**WHAT YOU HAVE TO DO**.
Pick out every line in the records below that contains the word "seat" and copy each one in full. Matching is case-sensitive.

**MATERIAL PROVIDED**.
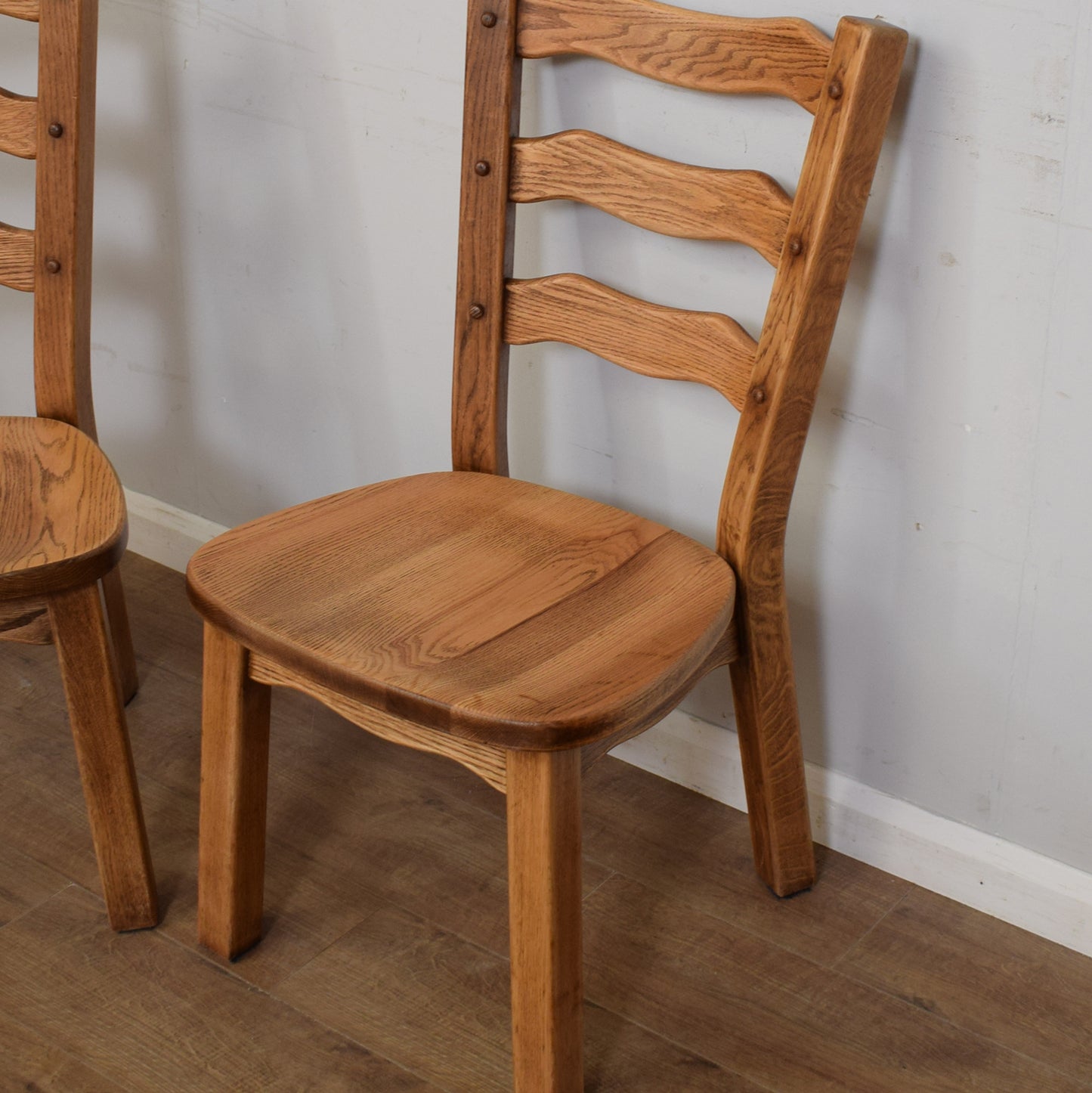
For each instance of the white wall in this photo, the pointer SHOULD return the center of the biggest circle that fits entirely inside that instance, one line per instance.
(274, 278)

...

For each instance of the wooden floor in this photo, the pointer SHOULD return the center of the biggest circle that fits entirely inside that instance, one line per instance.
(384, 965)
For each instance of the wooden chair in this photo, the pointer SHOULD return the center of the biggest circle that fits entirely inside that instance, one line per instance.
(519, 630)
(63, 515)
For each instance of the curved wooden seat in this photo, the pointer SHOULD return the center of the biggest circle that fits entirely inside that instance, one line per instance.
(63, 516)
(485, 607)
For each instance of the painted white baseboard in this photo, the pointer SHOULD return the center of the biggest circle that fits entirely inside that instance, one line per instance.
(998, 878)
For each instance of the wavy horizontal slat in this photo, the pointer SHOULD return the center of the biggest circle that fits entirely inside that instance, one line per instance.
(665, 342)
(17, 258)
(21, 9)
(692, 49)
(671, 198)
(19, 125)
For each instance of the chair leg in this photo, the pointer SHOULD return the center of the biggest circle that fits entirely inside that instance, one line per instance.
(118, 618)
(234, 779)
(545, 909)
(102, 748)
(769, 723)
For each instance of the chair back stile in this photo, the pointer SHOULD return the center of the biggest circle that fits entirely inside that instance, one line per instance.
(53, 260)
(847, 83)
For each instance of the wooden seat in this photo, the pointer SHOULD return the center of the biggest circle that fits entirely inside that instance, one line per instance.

---

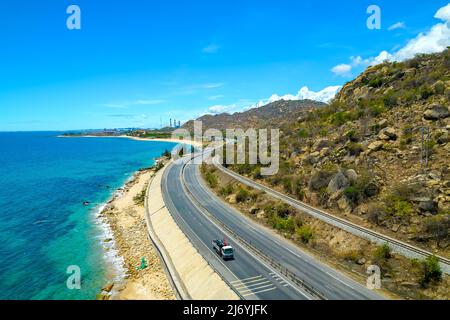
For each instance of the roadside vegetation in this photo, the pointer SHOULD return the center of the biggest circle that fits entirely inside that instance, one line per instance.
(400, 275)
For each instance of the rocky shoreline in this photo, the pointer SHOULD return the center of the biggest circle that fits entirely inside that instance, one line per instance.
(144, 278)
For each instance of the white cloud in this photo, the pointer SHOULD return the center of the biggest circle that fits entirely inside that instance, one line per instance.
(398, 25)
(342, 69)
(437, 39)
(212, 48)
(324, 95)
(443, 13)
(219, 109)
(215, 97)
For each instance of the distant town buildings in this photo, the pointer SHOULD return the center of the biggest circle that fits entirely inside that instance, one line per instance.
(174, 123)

**EXPECTED OUTPUT**.
For each instance of the curved wooden seat in this photo, the pointer SHOULD return the center of the biggest circle that fits entirely inside that instance, one line per instance.
For each instance of the wooden seat in this photo, the pointer SHOULD return the center of the biggest circle that fits entirely inside that instance, one line per instance.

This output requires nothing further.